- GIVEN PASSAGE:
-*-
Informatics for Biology... Bioinformatics. Is RUN by open source software. BLAST http://en.wikipedia.org/wiki/BLAST ,one of the most important Bioinformatic tools ever written, is public domain. It's paper is one of the most cited of the past 30 years http://archive.sciencewatch.com/sept-oct2003/sw_sept-oct2003_page1.htm .
Bioinformatic clusters almost universally run Linux. Almost all popular tools are written by academics and supplied under open source licenses. To the degree that I'd say closed source software finds it hard to break in to this area, not the other way round.
This is not only true of Bioinformatics, but also large scale Protein simulations. Namd p://www.ks.uiuc.edu/Research/namd/ is also available under and open source (though more restrictive than GPL or BSD license). And is one of the most popular Molecular Dynamics codes available.
sage goes in all fields? no, wait... wrong forum.
What's interesting about this (I think) is that they're trying to open up research data that usually gets discarded or hidden. They're not necessarily talking about clinical trials of drugs in the FDA approval process. There's lots to be learned from the effects of drugs on various cell or tissue types at various stages of disease or age or any other variable of interest.
-*-
- ACTIONS TO TAKE:
**A.** According to the bioinformatics passage, what operating system do bioinformatic clusters almost universally run?
**B.** Decide whether each statement agrees with the bioinformatics passage, and quote the words that settle it: (i) BLAST is public domain. (ii) Almost all popular bioinformatics tools are written by commercial companies. (iii) The license for Namd is more restrictive than GPL or BSD.
The material after this point comes from a different source than the bioinformatics passage.

- INFORMATION PROVIDED:
-*-
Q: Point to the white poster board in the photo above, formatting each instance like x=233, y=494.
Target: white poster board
-*-
- ANSWERS TO THE EXERCISE:
**A.** Linux.

**B.**
(i) Yes: "is public domain."
(ii) No: "Almost all popular tools are written by academics and supplied under open source licenses."
(iii) Yes: "though more restrictive than GPL or BSD license"